Provided passage:
◇ ◇ ◇ ◇ ◇ ◇ ◇

Language arts can seem such a mystery to teach. So many areas that are interconnected and yet so detached. I've always thought of Language Arts all in their little separate parts and packages - i.e. workbooks. For instance, a workbook for writing, one for spelling, another for English & Grammar skills and of course, there is Reading Comprehension and a myriad of other areas that any caring homeschool parent would be sure to seek out and present to their children. Just thinking of all those areas separately makes me tired and cranky.
Several years ago I stumbled unto an idea of teaching my children this subject and yet produce something worthwhile that they would really learn from. I didn't just want my children to fill in blanks or cruise through a pile of workbooks and consider myself 'having accomplished something'.
My son hated to write. I've always liked to write, so I really couldn't understand his resentment toward holding a pencil. As you can imagine, workbooks - the fill-in-the-blank or finish the sentence etc, were completed in anguish, if at all. I tried to remember when he did like to write. I remembered when he was just six years old. Robbie and I were reading all the books we could find in the library on the topic of the early settlers and first pilgrims. This is before Charlotte Mason and her concepts were widely read. I had never heard of her. I had no idea - I was reading to this child LIVING books - stories that filled his mind with important little details and lit a small candle in his soul with a love of history that burns brighter each day.
At the time of our Early American History study, I came across a book by Valerie Bendt entitled "Creating Books With Children". I loved the concept. Immediately we started
implementing the ideas in this book and Robbie started drawing and coloring pictures to illustrate what he was writing or narrating to me about. He had listened so intently to so many wonderful Pilgrim stories that he began to write (well, actually he narrated back to me and I typed, what he wanted to say - though he did write quite a bit himself). What he produced was his own beautiful rendition of the Story beginning in England and ending with the Thanksgiving feast the Indians shared. We carefully followed all of the book's instructions and bound the book together. Yes, it looked like a real book. Today this book is a family treasure.

◇ ◇ ◇ ◇ ◇ ◇ ◇

Required work:
1 > Reproduce word for word the stretch of the language arts passage from "Several years ago" through "myself 'having accomplished something'.".
2 > Pick up the language arts passage after its final sentence and keep writing it.
The material after the language arts passage isn't needed.

Data segment:
◇ ◇ ◇ ◇ ◇ ◇ ◇

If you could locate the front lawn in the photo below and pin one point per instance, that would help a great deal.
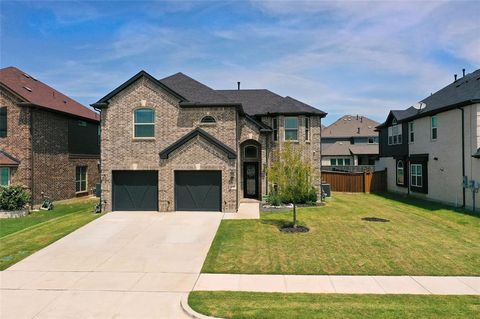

◇ ◇ ◇ ◇ ◇ ◇ ◇

Expected answers:
1 >
Several years ago I stumbled unto an idea of teaching my children this subject and yet produce something worthwhile that they would really learn from. I didn't just want my children to fill in blanks or cruise through a pile of workbooks and consider myself 'having accomplished something'.

2 >
Since then Robbie and his younger brother have completed other books and journals. For Robbie writing has to have meaning and purpose. It has to relate to him in some way. He just can't fill in a blank aimlessly.
As the Lord has opened my eyes to see the truth that children really want to have something meaningful, to produce products that merit the attention of others - I started to see a truth that we adults seem to overlook. Children are people. They have the desire to want to be adults someday. Little boys want real tools, little girls want to make real cookies and bread (or sometimes vice versa) , and all children want to produce things that won't get relegated to the trash or be marked up with huge smiley faces and mounted on the refrigerated before being recycled on garbage day.
I watched as my son would feverishly write pages of long lists of birds or other animals he had seen or stamps in his collection but when it came to those trusty workbooks - stand back - that child couldn't write if I made him sit there all day. Soooo, developed a plan that has brought much relief to me.
Basically the plan starts with deciding what my child has an interest in the most - for my oldest this was a breeze as I had only to choose among some 2 or 3 dozen items of interest. After deciding an interest that becomes his thesis work. Thesis? Yes. I allow him to study a subject that thoroughly interests him (this system may be considered unit study style). Right now there are a few areas of interest - they are birds, nature, history themes, Bible studies, gardening and maybe a couple others. I am now helping him to take his interest and put them into books (notebooks, journals, scrapbooks etc).
This same idea can be used with anything. You can make notebooks to go along with your history study for the year, the science study etc. We keep refining the idea and learning to broaden and simplify this concept as we grow and learn and change.
Once you have found the subject matter/topics of study for about 2 to 6 months–depending on age, decide which forms of writing you will concentrate on.
It's important at this point to realize that we are working with children and we must allow them to work at their pace and skill level. Some children delve into this type of activity with the utmost enthusiasm and others drag their feet a bit to see if this is just another one of those "time wasters". Some children will write volumes, some a sentence. Don't worry about that so much. If you must worry about something. Be more concerned with seeing a measure of delight in your child's educational process.
So let's get started. Here are some ideas in putting your notebooks, journals or scrapbooks together:
1. Journals - these can be the composition books that are sturdy and sewn together or the ruled bound blank books found in stationary stores or you can purchase the thick spiral bound blank Sketch Diaries that are 11x8 1/2 (distributed by Mead and other companies) found in stationary & larger department stores. These journals can be used to write in (neatly) and also can be places to paste in pictures, maps, drawings etc to go along with their written pieces. We used this idea for over a year with History and Science. Those journals are still being added to and they are now a nice collection of their narrations to me or their written copywork of narrations from books we've read, maps & pictures they've drawn, magazine pictures, postcards, pressed flowers etc. You don't have to fill a book for it be a successfully completed project - the idea isn't quantity but quality of learning.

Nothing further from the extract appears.